Compiti richiesti:
1) Rispondi alle seguenti domande in base al testo sul piede piatto:
(a) Quali tecniche note per il paziente pediatrico sono state valutate nell'adulto?
(b) Qual è il tasso di fallimento riportato in letteratura per questa soluzione?
(c) Che cosa associa la tecnica proposta e studiata per il paziente adulto?
2) Indica se ciascuna affermazione concorda con il testo sul piede piatto e cita le parole del testo che lo stabiliscono:
(a) Le tecniche mini-invasive agiscono all'apice delle deformità.
(b) Le tecniche pediatriche risultano ugualmente efficaci nel paziente adulto.
(c) La linea guida sviluppata dal gruppo estende l'uso di questa soluzione nel paziente adulto.
3) Riporta testualmente la parte del testo sul piede piatto che si apre con le parole "Queste tecniche, infatti" e si chiude con "un paziente adulto.".

Blocco di testo:
Il piede piatto o sindrome pronatoria o ancora disfunzione del tendine tibiale posteriore è una patologia a cui il mio gruppo si è dedicato con estremo interesse, per valutare il reale vantaggio delle tecniche più nuove e per studiarne il loro impiego nello sportivo, al fine di testarne e renderle efficaci anche per coloro che abbiano una richiesta funzionale elevata.

In particolare, mi sono dedicato in primis a valutare l’utilizzo di tecniche note per il paziente pediatrico (endortesi e calcaneostop) nell’adulto, pubblicando sul reale spazio che dovrebbe essere dedicato a queste tecniche nell’adulto (The calcaneo stop procedure).

Queste tecniche, infatti presentano, il vantaggio delle mini-invasività e il fatto di agire all’apice delle deformità. Tale vantaggio è imprescindibile in un paziente con un piede in fase di crescita, ma purtroppo non è ugualmente efficace in un paziente adulto.

Il tasso di fallimento di questa soluzione riportato in letteratura è oltre al 30% ed è per questo motivo che abbiamo sviluppato una linea guida che limiti questa soluzione nel paziente adulto.

D’altro canto il paziente adulto merita di essere curato con la stessa attenzione alla mini-invasività del bambino ed è per questo che abbiamo proposto e studiato una tecnica che preveda di associare una correzione scheletrica ad una trasposizione tendinea.

Dati forniti:
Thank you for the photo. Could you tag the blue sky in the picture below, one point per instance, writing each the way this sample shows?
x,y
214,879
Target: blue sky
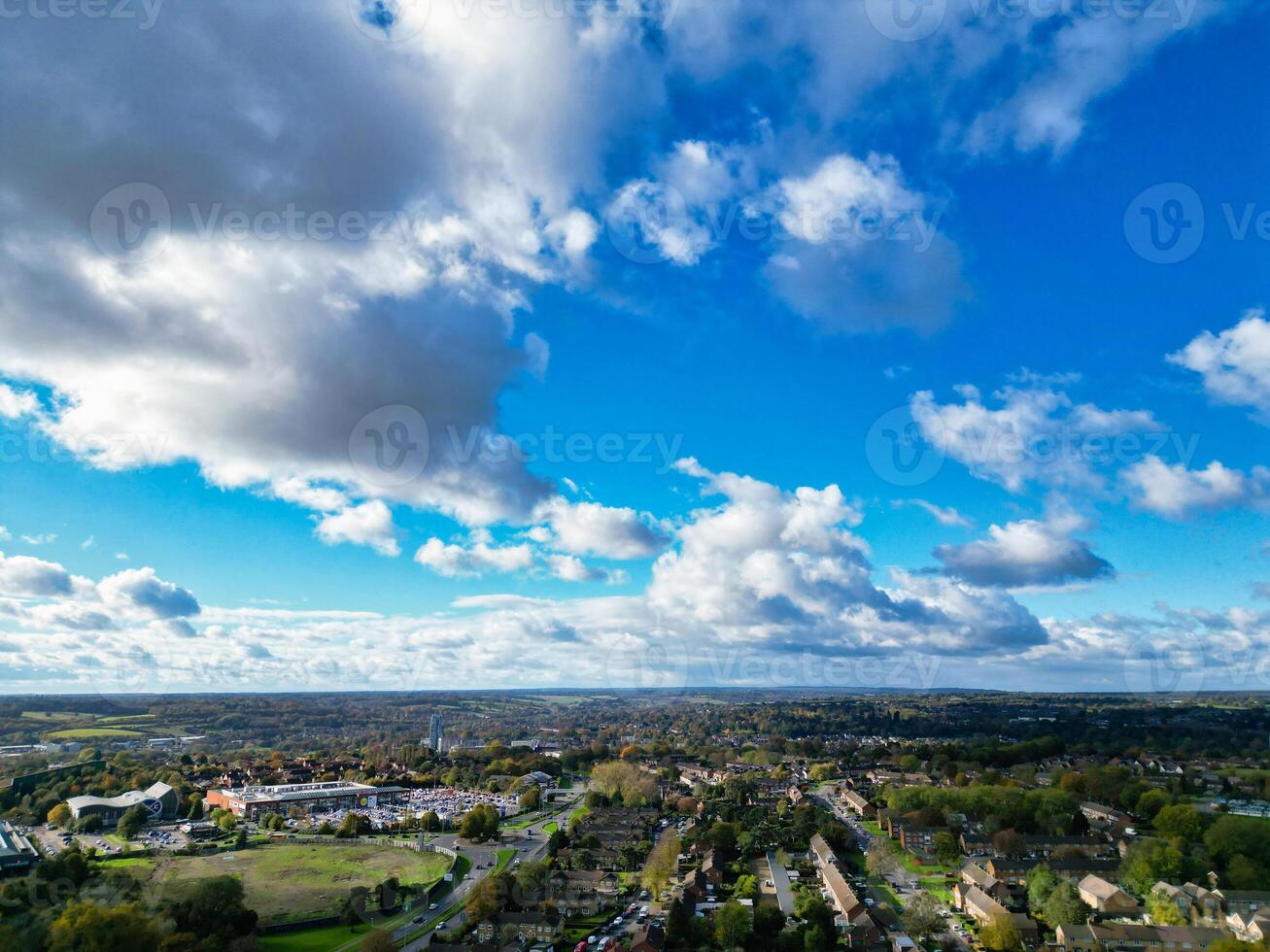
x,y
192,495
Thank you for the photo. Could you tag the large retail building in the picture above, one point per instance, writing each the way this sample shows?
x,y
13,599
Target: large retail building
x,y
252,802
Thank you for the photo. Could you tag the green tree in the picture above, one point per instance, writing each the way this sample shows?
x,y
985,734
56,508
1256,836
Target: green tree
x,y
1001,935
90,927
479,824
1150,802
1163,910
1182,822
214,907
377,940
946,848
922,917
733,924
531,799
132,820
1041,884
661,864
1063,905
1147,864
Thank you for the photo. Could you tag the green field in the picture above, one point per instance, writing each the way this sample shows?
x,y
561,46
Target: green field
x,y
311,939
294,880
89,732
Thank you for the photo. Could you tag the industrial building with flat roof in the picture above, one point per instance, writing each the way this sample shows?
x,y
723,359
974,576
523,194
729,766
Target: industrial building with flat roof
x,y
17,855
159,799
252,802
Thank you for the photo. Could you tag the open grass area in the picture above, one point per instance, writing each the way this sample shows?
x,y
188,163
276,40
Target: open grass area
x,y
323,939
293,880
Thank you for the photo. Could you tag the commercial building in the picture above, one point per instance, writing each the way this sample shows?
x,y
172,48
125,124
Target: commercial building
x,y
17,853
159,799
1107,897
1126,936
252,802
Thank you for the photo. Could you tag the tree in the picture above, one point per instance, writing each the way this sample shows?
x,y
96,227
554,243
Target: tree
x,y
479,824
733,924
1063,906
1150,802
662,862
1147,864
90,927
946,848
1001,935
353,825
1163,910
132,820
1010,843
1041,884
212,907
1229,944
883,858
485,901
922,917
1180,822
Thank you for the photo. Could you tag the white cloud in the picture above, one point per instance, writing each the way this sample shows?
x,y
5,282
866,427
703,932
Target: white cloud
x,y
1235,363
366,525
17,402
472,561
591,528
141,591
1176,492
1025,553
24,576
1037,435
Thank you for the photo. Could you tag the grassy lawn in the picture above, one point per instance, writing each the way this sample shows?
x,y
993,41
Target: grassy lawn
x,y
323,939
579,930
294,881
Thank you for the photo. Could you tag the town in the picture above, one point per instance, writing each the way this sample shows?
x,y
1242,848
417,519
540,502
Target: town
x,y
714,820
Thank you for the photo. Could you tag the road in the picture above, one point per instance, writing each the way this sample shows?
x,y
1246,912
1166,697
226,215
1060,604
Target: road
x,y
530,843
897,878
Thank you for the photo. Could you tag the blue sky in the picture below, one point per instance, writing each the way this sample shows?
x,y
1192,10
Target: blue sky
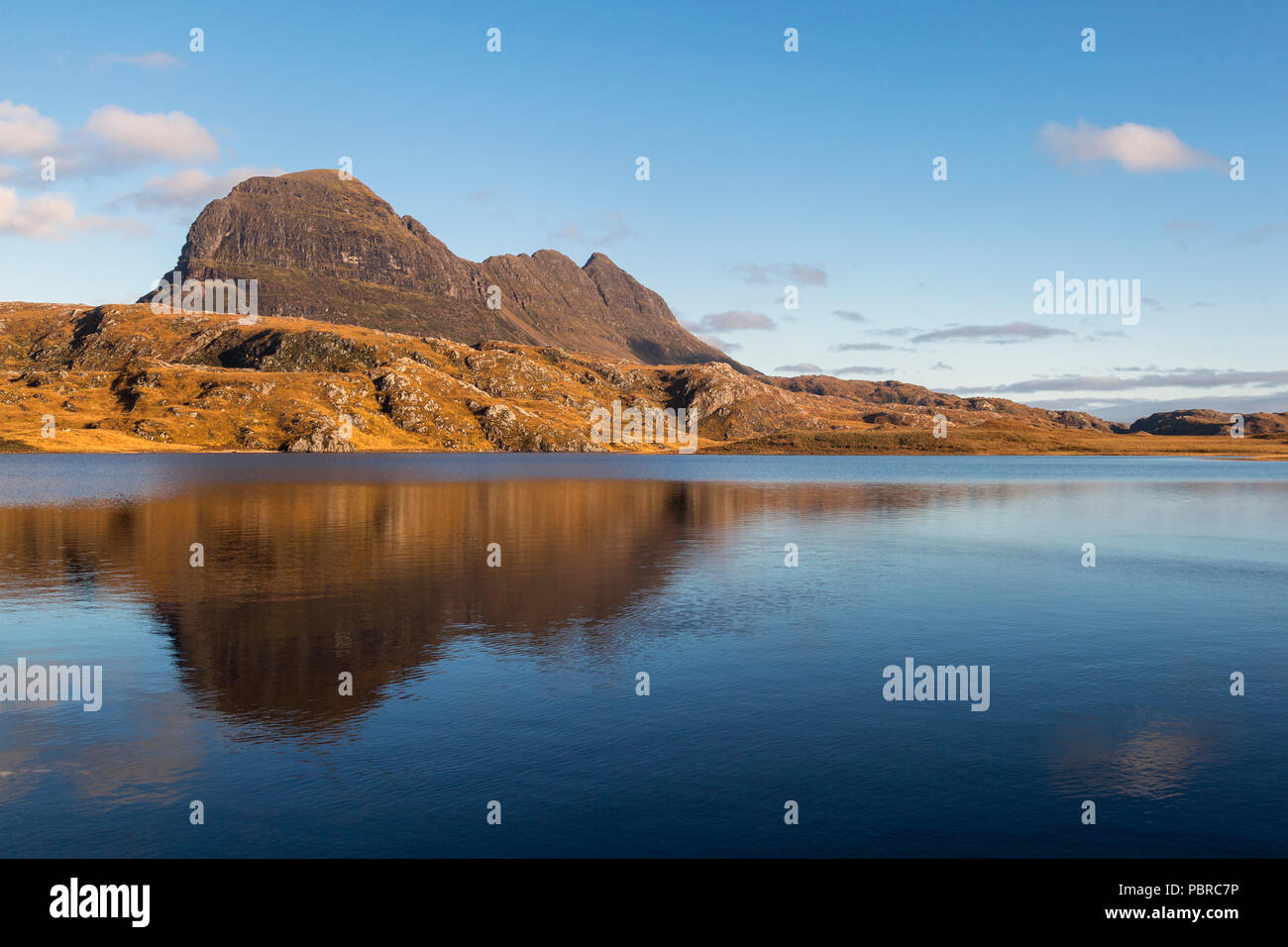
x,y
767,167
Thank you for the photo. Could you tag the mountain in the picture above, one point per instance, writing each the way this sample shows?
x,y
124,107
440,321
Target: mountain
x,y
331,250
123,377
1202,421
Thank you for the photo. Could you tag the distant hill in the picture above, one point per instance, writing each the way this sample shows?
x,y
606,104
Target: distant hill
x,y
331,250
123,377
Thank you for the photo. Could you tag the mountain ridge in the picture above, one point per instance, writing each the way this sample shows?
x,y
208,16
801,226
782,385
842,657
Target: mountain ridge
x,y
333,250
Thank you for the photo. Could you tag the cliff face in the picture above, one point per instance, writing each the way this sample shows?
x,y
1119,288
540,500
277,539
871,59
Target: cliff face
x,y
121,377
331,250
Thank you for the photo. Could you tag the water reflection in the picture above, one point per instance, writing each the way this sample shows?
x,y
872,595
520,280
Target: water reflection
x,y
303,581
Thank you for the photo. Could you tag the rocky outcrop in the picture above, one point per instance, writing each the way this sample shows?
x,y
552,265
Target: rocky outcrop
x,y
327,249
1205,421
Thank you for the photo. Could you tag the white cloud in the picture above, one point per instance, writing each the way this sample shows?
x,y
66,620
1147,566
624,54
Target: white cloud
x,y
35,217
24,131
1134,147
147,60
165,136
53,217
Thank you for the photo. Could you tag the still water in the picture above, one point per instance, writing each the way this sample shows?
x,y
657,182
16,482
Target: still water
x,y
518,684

Soluzioni:
1)
(a) L'endortesi e il calcaneostop.
(b) Oltre al 30%.
(c) Una correzione scheletrica e una trasposizione tendinea.

2)
(a) Sì: "il fatto di agire all’apice delle deformità".
(b) No: "ma purtroppo non è ugualmente efficace in un paziente adulto".
(c) No: "abbiamo sviluppato una linea guida che limiti questa soluzione nel paziente adulto".

3)
Queste tecniche, infatti presentano, il vantaggio delle mini-invasività e il fatto di agire all’apice delle deformità. Tale vantaggio è imprescindibile in un paziente con un piede in fase di crescita, ma purtroppo non è ugualmente efficace in un paziente adulto.